## Start RECORDED DATA
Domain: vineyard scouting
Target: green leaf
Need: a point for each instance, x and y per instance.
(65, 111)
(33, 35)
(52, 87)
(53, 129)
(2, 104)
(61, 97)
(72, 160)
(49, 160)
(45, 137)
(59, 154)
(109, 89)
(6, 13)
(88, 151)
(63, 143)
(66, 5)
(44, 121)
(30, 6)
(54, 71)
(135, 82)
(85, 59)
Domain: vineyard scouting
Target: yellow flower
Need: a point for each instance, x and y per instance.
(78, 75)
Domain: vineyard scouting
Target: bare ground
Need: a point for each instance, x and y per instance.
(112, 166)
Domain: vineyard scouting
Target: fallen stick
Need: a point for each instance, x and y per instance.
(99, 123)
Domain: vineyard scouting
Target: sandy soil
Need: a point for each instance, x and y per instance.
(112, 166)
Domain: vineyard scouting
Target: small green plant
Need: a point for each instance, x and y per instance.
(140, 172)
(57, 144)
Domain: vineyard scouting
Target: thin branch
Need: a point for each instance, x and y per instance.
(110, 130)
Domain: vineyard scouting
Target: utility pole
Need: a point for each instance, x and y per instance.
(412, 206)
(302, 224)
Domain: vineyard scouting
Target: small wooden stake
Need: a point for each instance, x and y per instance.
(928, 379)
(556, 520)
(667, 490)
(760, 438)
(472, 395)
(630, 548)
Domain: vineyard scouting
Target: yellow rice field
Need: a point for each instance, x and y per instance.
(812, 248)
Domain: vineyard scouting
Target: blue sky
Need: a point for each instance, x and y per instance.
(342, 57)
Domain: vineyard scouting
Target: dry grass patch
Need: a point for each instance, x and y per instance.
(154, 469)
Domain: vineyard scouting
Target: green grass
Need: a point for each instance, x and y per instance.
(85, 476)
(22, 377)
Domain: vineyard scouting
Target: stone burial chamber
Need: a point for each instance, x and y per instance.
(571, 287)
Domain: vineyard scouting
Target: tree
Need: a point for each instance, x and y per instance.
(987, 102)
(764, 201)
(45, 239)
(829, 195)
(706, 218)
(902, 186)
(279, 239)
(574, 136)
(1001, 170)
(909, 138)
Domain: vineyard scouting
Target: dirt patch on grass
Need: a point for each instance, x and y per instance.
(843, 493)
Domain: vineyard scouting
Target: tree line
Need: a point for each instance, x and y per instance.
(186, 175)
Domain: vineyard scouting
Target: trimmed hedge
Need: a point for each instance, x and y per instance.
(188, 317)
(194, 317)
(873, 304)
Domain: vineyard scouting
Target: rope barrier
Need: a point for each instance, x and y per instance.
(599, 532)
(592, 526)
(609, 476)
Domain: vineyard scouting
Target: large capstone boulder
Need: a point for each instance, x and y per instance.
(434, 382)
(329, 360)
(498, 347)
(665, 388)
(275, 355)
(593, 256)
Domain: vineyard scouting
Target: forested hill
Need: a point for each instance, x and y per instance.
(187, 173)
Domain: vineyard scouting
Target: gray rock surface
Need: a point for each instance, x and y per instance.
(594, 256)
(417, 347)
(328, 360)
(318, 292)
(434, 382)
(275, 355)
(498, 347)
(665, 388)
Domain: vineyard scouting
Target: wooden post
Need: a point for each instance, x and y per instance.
## End RECORDED DATA
Print the material above once more, exactly.

EXERCISE SOLUTION:
Domain: vineyard scouting
Target: green leaf
Need: a point for each instance, x and y per instance.
(65, 111)
(33, 35)
(52, 87)
(53, 129)
(2, 104)
(61, 97)
(72, 160)
(49, 160)
(45, 137)
(59, 154)
(109, 89)
(6, 13)
(88, 151)
(63, 143)
(66, 5)
(44, 121)
(30, 6)
(54, 71)
(135, 82)
(85, 59)
Domain: vineyard scouting
Target: yellow flower
Need: a point for each instance, x and y per instance.
(78, 75)
Domain: vineyard scouting
Target: bare ground
Need: a point for each instance, x and y per instance.
(112, 166)
Domain: vineyard scouting
Target: fallen stick
Need: a point for each instance, x and y per instance.
(99, 123)
Domain: vineyard scouting
Target: sandy soil
Need: a point for each instance, x and y per instance.
(112, 166)
Domain: vineyard scouting
Target: small green plant
Need: a point for each instance, x and y per instance.
(140, 172)
(57, 144)
Domain: vineyard scouting
Target: thin branch
Need: a point for each instance, x and y per instance.
(110, 130)
Domain: vineyard scouting
Target: utility pole
Need: a point for each instance, x and y per instance.
(412, 206)
(302, 224)
Domain: vineyard scouting
Target: small wooden stake
Need: a point for each instance, x and y per instance.
(928, 379)
(556, 520)
(667, 490)
(760, 438)
(472, 395)
(630, 548)
Domain: vineyard scouting
Target: yellow rice field
Need: a point for each instance, x and y per instance.
(812, 248)
Domain: vineyard scouting
Target: blue sky
Need: a point for each instance, x and y per instance.
(342, 57)
Domain: vineyard scouting
Target: dry grass patch
Need: a point for each instance, x and y per instance.
(154, 469)
Domain: vineyard scouting
Target: green grass
Need: a point for each instance, x and y per instance.
(85, 476)
(22, 377)
Domain: vineyard scouting
Target: stone burial chamber
Need: a point for each instance, x and y per instance.
(571, 287)
Domain: vineyard scouting
Target: tree
Need: a point for each instance, x and y per instance.
(987, 102)
(764, 201)
(45, 239)
(829, 195)
(706, 218)
(902, 186)
(279, 239)
(574, 136)
(1001, 170)
(909, 138)
Domain: vineyard scouting
Target: dirt patch on grass
Need: a point for each instance, x and y per instance.
(843, 493)
Domain: vineyard scouting
Target: tree line
Need: a point for each instance, x and y per instance.
(186, 175)
Domain: vineyard scouting
Target: trimmed hedge
Need: a point for each instance, x and y per instance.
(188, 317)
(194, 317)
(873, 304)
Domain: vineyard scouting
Target: rope barrier
Need: a point for each instance, x and y per instance.
(599, 532)
(592, 526)
(609, 476)
Domain: vineyard scouting
Target: large capstone boulder
Need: a point for each instance, x and y per instance.
(434, 382)
(329, 360)
(498, 347)
(665, 388)
(275, 355)
(593, 256)
Domain: vineyard scouting
Target: forested hill
Need: a point for each instance, x and y per instance.
(187, 173)
Domain: vineyard scouting
Target: gray rock surface
Need: a point for each instance, x and y per instance.
(594, 256)
(417, 347)
(328, 360)
(318, 292)
(434, 382)
(275, 355)
(498, 347)
(665, 388)
Domain: vineyard scouting
Target: wooden post
Need: a point for each instance, x and y per instance.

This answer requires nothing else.